__What to work on__:
According to the Christmas post below, what was the girls' main source of education about Christmas?

__Excerpt__:
‘Twas two days after Christmas…

‘Twas two days after Christmas and I finally have a chance to write…. a short chance as we are leaving for the planetarium later today, but this is a start.

I am struck by the degree of relief I feel having the license.  I sleep better, am more relaxed, funnier, happier.  It was such a terrible way to live.

We had a wonderful Christmas.  The girls’ main education about Christmas came from Home Alone 2.  On Christmas Eve they asked Seema why Santa Claus would come to "girls like us."  She said that I had heard them call, and had come from America and I’d brought Santa.  Well, the next morning I really felt bad that there was no manifestation of a living Santa so I took cotton from a roll of bandage cotton and fashioned a very large beard, and a mustache and taped them on.  I was still in my nightgown, but I took our brass bell, put a bag with the books I’d gotten them over my shoulder and called out, "Merry Merry Christmas!"  They were hysterical with laughter.

__Extracted material__:

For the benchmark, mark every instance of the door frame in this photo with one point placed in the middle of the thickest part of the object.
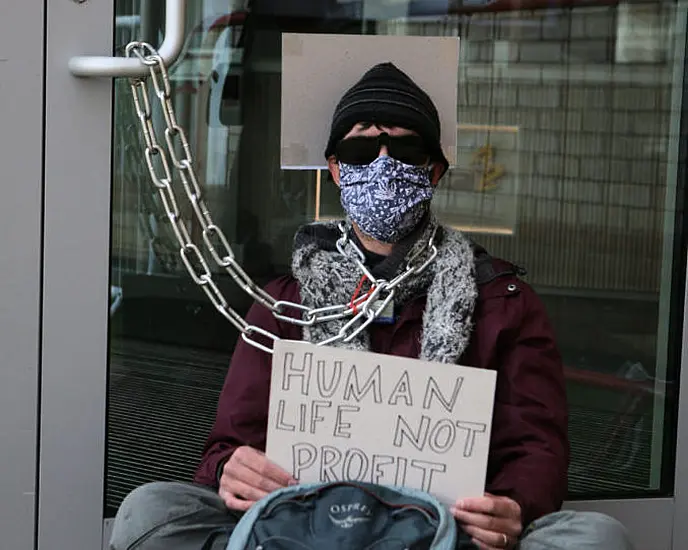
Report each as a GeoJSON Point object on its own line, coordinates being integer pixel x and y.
{"type": "Point", "coordinates": [74, 324]}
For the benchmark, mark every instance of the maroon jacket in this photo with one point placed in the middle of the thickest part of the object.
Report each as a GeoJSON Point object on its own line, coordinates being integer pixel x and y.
{"type": "Point", "coordinates": [528, 458]}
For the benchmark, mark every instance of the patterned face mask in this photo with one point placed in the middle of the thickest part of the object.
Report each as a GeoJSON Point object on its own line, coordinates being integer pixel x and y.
{"type": "Point", "coordinates": [385, 198]}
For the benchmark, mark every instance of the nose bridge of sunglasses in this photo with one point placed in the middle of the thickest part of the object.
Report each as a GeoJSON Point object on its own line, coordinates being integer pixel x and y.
{"type": "Point", "coordinates": [383, 144]}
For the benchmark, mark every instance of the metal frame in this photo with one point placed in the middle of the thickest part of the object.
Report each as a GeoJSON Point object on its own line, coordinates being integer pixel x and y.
{"type": "Point", "coordinates": [76, 254]}
{"type": "Point", "coordinates": [21, 108]}
{"type": "Point", "coordinates": [78, 123]}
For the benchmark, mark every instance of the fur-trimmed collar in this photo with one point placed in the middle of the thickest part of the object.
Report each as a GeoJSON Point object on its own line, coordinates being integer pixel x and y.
{"type": "Point", "coordinates": [326, 278]}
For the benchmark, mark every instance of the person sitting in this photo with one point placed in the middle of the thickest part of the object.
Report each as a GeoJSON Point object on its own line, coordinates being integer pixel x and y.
{"type": "Point", "coordinates": [466, 308]}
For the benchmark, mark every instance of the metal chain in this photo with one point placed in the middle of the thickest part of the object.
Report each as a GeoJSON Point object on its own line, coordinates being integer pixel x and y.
{"type": "Point", "coordinates": [362, 311]}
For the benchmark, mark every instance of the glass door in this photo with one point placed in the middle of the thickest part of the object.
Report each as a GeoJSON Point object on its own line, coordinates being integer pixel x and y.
{"type": "Point", "coordinates": [579, 109]}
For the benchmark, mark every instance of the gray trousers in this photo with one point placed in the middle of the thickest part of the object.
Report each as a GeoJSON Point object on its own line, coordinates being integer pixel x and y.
{"type": "Point", "coordinates": [179, 516]}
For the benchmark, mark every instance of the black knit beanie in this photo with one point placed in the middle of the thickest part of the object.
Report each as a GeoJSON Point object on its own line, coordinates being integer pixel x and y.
{"type": "Point", "coordinates": [386, 95]}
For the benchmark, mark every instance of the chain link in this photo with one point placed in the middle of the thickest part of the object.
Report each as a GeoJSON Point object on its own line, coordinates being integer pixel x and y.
{"type": "Point", "coordinates": [363, 310]}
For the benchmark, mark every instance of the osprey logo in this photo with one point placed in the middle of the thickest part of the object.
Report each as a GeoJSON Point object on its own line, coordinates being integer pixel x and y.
{"type": "Point", "coordinates": [346, 516]}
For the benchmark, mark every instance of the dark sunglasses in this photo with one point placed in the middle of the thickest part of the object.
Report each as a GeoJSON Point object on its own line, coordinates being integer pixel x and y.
{"type": "Point", "coordinates": [408, 149]}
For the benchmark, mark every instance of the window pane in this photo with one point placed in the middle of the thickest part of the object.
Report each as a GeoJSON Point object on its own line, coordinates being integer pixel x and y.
{"type": "Point", "coordinates": [568, 163]}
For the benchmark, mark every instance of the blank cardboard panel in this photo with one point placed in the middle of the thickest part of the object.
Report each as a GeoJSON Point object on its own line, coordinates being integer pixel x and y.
{"type": "Point", "coordinates": [317, 69]}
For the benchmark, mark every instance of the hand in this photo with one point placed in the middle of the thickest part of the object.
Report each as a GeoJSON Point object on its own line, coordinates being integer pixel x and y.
{"type": "Point", "coordinates": [493, 522]}
{"type": "Point", "coordinates": [248, 476]}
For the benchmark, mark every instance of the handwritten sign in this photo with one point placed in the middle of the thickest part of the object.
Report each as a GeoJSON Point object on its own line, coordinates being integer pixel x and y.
{"type": "Point", "coordinates": [349, 415]}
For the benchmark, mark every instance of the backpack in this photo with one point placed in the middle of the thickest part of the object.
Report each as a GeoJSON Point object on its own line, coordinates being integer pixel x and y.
{"type": "Point", "coordinates": [348, 515]}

__Full response__:
Home Alone 2.